>>>>>

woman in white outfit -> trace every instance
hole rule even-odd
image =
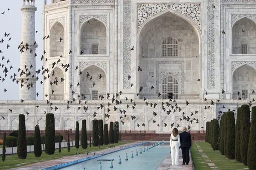
[[[172,154],[172,164],[173,166],[177,166],[180,160],[180,140],[177,128],[173,130],[173,133],[171,134],[170,146],[171,146]]]

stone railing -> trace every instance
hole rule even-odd
[[[66,0],[58,2],[53,3],[45,6],[45,10],[65,7],[69,6],[71,0],[73,4],[88,4],[88,5],[100,5],[114,4],[114,0]]]

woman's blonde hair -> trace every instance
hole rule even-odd
[[[177,128],[174,128],[173,130],[173,136],[176,137],[178,135],[178,129]]]

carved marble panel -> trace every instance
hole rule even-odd
[[[131,78],[128,80],[128,75],[131,72],[131,25],[132,18],[132,1],[123,0],[123,88],[131,88]]]
[[[255,69],[256,69],[256,62],[231,62],[231,72],[233,74],[234,70],[237,68],[239,68],[243,64],[247,64],[248,66],[251,66]]]
[[[159,72],[159,64],[178,64],[181,65],[181,74],[180,76],[181,80],[181,92],[182,94],[184,94],[184,62],[179,60],[173,61],[156,61],[156,92],[158,93],[160,92],[159,89],[159,76],[161,76],[161,74]]]
[[[198,4],[138,4],[138,30],[149,18],[165,10],[180,13],[194,22],[201,29],[201,3]]]
[[[207,0],[207,88],[215,88],[215,25],[214,0]]]
[[[231,25],[233,26],[234,23],[239,20],[246,17],[256,22],[256,14],[232,14],[231,15]]]
[[[61,23],[65,28],[65,24],[66,22],[66,20],[65,19],[65,16],[58,18],[54,19],[51,19],[49,20],[49,30],[51,30],[51,28],[53,26],[56,22],[58,22]]]
[[[88,67],[91,65],[95,65],[99,68],[102,68],[106,73],[107,72],[107,62],[79,62],[79,68],[80,70],[82,70],[84,68]]]
[[[79,16],[79,26],[86,21],[92,18],[96,18],[101,21],[107,26],[107,16],[105,15],[81,15]]]

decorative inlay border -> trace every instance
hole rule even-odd
[[[247,64],[248,66],[251,66],[253,68],[256,69],[256,62],[231,62],[231,72],[233,74],[233,72],[235,70],[235,69],[237,68],[239,66],[243,65],[243,64]]]
[[[102,68],[106,73],[107,72],[107,62],[79,62],[79,69],[82,70],[85,68],[88,67],[91,65],[95,65],[100,68]]]
[[[128,75],[131,72],[131,24],[132,18],[132,1],[123,0],[123,88],[131,88],[131,78]]]
[[[201,30],[201,3],[138,4],[138,29],[139,30],[148,19],[167,10],[176,11],[190,18],[196,24]]]
[[[184,61],[156,61],[156,92],[158,93],[160,92],[159,89],[159,64],[181,64],[181,73],[179,78],[181,80],[181,92],[182,94],[184,94]],[[180,76],[180,74],[179,74]],[[161,76],[161,75],[160,75]]]
[[[256,0],[222,0],[223,3],[256,2]]]
[[[256,14],[232,14],[231,15],[231,25],[233,24],[239,20],[246,17],[256,22]]]
[[[64,26],[65,28],[65,16],[58,18],[57,18],[54,19],[51,19],[49,20],[49,30],[51,30],[51,28],[52,26],[55,24],[56,22],[59,22],[61,23]]]
[[[207,0],[207,88],[215,88],[215,26],[214,0]]]
[[[52,68],[52,64],[49,64],[49,68],[48,68],[48,70],[49,70],[50,71],[49,72],[52,72],[52,70],[54,70],[54,68],[55,68],[56,67],[58,67],[59,68],[60,68],[63,72],[63,74],[64,72],[65,72],[65,69],[63,68],[63,67],[61,66],[62,64],[64,64],[64,63],[63,62],[59,62],[57,64],[56,64],[55,66],[54,66],[54,67],[53,68]],[[70,68],[68,68],[68,70],[69,70]]]
[[[169,75],[174,76],[175,78],[178,78],[178,80],[180,79],[180,73],[179,72],[161,72],[161,82],[166,76]]]
[[[87,20],[95,18],[105,24],[107,26],[107,16],[105,15],[81,15],[79,16],[79,26]]]

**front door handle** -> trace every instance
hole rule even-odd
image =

<<<<<

- Task brief -
Can you quote all of the material above verbatim, leaving the pictures out?

- Solution -
woman in white outfit -> trace every instance
hole rule even-odd
image =
[[[172,154],[172,164],[173,166],[177,166],[180,160],[180,140],[177,128],[173,130],[173,133],[171,134],[170,146],[171,146]]]

stone railing -> trace every instance
hole rule even-odd
[[[66,0],[58,2],[53,3],[45,6],[45,10],[65,7],[69,6],[71,0],[73,4],[88,4],[88,5],[100,5],[114,4],[114,0]]]

woman's blonde hair -> trace every instance
hole rule even-odd
[[[177,128],[174,128],[173,130],[173,136],[176,137],[178,135],[178,129]]]

carved marble panel -> trace every instance
hole rule even-odd
[[[131,78],[128,80],[128,75],[131,72],[131,25],[132,18],[132,1],[123,0],[123,88],[131,88]]]
[[[255,69],[256,69],[256,62],[231,62],[231,72],[233,74],[234,70],[237,68],[239,68],[243,64],[247,64],[248,66],[251,66]]]
[[[159,72],[159,64],[178,64],[181,65],[181,74],[180,76],[181,80],[181,92],[182,94],[184,94],[184,62],[179,60],[173,61],[156,61],[156,92],[158,93],[160,92],[159,89],[159,76],[161,76],[161,74]]]
[[[198,4],[138,4],[138,30],[149,18],[165,10],[180,13],[194,22],[201,29],[201,3]]]
[[[207,0],[207,88],[215,88],[215,25],[214,0]]]
[[[231,25],[233,26],[234,23],[239,20],[246,17],[256,22],[256,14],[232,14],[231,15]]]
[[[61,23],[65,28],[65,24],[66,22],[66,20],[65,19],[65,16],[58,18],[54,19],[51,19],[49,20],[49,30],[51,30],[51,28],[53,26],[56,22],[58,22]]]
[[[88,67],[91,65],[95,65],[99,68],[102,68],[106,73],[107,72],[107,62],[79,62],[79,68],[80,70],[82,70],[84,68]]]
[[[79,16],[79,26],[86,21],[92,18],[96,18],[101,21],[107,26],[107,16],[105,15],[81,15]]]

decorative inlay border -> trace every instance
hole rule even-odd
[[[247,64],[248,66],[251,66],[253,68],[256,69],[256,62],[231,62],[231,72],[233,74],[233,72],[235,70],[235,69],[237,68],[239,66],[243,65],[243,64]]]
[[[102,68],[106,73],[107,72],[107,62],[79,62],[79,69],[82,70],[85,68],[88,67],[91,65],[95,65],[100,68]]]
[[[128,75],[131,72],[131,24],[132,18],[132,1],[123,0],[123,88],[131,88],[131,78]]]
[[[201,30],[201,3],[138,4],[138,29],[139,30],[148,19],[167,10],[176,11],[190,18],[196,24]]]
[[[184,61],[156,61],[156,92],[158,93],[160,92],[159,89],[159,64],[181,64],[181,73],[179,78],[181,80],[181,92],[182,94],[184,94]],[[180,76],[180,74],[179,74]],[[161,76],[161,75],[160,75]]]
[[[256,0],[222,0],[223,3],[256,2]]]
[[[256,14],[232,14],[231,15],[231,25],[233,24],[239,20],[246,17],[256,22]]]
[[[64,26],[65,28],[65,16],[58,18],[57,18],[54,19],[51,19],[49,20],[49,30],[51,30],[51,28],[52,26],[55,24],[56,22],[59,22],[61,23]]]
[[[207,0],[207,88],[215,88],[215,26],[214,0]]]
[[[52,68],[52,64],[49,64],[49,68],[48,68],[48,70],[49,70],[50,71],[49,72],[52,72],[52,70],[54,70],[54,68],[55,68],[56,67],[58,67],[59,68],[60,68],[63,72],[63,74],[64,72],[65,72],[65,69],[63,68],[63,67],[61,66],[62,64],[64,64],[64,63],[63,62],[59,62],[57,64],[56,64],[55,66],[54,66],[54,67],[53,68]],[[70,68],[68,68],[68,70],[69,70]]]
[[[169,75],[174,76],[175,78],[178,78],[178,80],[180,79],[180,73],[179,72],[161,72],[161,82],[166,76]]]
[[[87,20],[95,18],[105,24],[107,26],[107,16],[105,15],[81,15],[79,16],[79,26]]]

**front door handle** -> trace every instance
hole rule even-odd
image =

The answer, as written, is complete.